**Exercise requirements:**
(1) Reproduce the stretch of the non-trivial solution derivation from "Get the determinant" through "And it is a non-trivial solution.".
(2) Answer these questions about the non-trivial solution derivation:
(a) According to the derivation, what kind of solution results when all the variables are equal to zero?
(b) Which identity does the derivation apply to the second term?
(c) What values of $\lambda$ does the derivation arrive at?

If all variable values are not equal to $0$, then it is a non-trivial solution.

$\left| {\begin{array}{*{20}{c}}

1&\lambda &{ - 1} \\

\lambda &{ - 1}&{ - 1} \\

1&1&{ - \lambda }

\end{array}} \right| = 0$

Get the determinant of coefficients and find the value of $\lambda $.

So here we are given the system of equations like here we are given:

$x + \lambda y - z = 0$

$\lambda x - y - z = 0$

$x + y - \lambda z = 0$

And it is a non-trivial solution.

It means that at least one of the variables must not be equal to $0$.

If all are equal to zero, then it is a trivial solution.

So here the determinant of the coefficients as shown must be equal to $0$

$\left| {\begin{array}{*{20}{c}}

1&\lambda &{ - 1} \\

\lambda &{ - 1}&{ - 1} \\

1&1&{ - \lambda }

\end{array}} \right| = 0$

Now solving it, we get

$1(\lambda + 1) - \lambda ( - {\lambda ^2} + 1) - 1(\lambda + 1) = 0$

$(\lambda + 1) - \lambda (1 - {\lambda ^2}) - 1(\lambda + 1) = 0$

We know identity $(a-b) (a+b) = a^2-b^2$

Applying the identity to 2nd term

$(\lambda + 1) + \lambda ({\lambda ^2}-1) - 1(\lambda + 1) = 0$

$(\lambda + 1) + \lambda (\lambda + 1) (\lambda - 1) - 1(\lambda + 1) = 0$

$(\lambda + 1) + \lambda (\lambda + 1) (\lambda - 1) - 1(\lambda + 1) = 0$

Taking $(\lambda + 1)$ and simplifying further we get,

$\lambda (\lambda - 1)(\lambda + 1) = 0$

So we get

$\lambda $$ = 0,1, - 1$

So there are three values for which it is a non-trivial solution.

**Source data:**
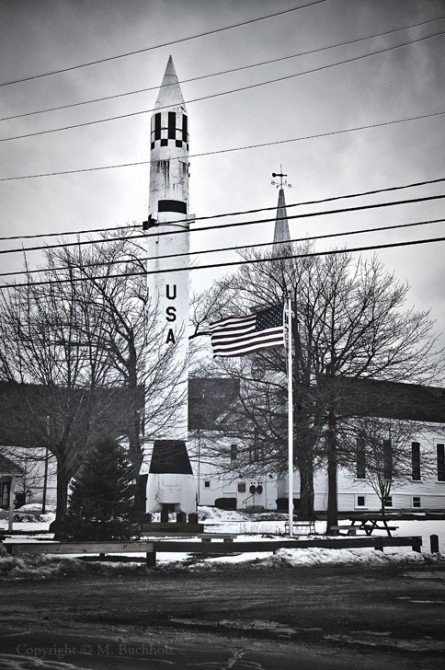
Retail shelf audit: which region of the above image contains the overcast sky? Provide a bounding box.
[0,0,445,354]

**Solutions below:**
(1)
Get the determinant of coefficients and find the value of $\lambda $.

So here we are given the system of equations like here we are given:

$x + \lambda y - z = 0$

$\lambda x - y - z = 0$

$x + y - \lambda z = 0$

And it is a non-trivial solution.

(2)
(a) A trivial solution.
(b) $(a-b)(a+b) = a^2-b^2$
(c) $\lambda = 0, 1, -1$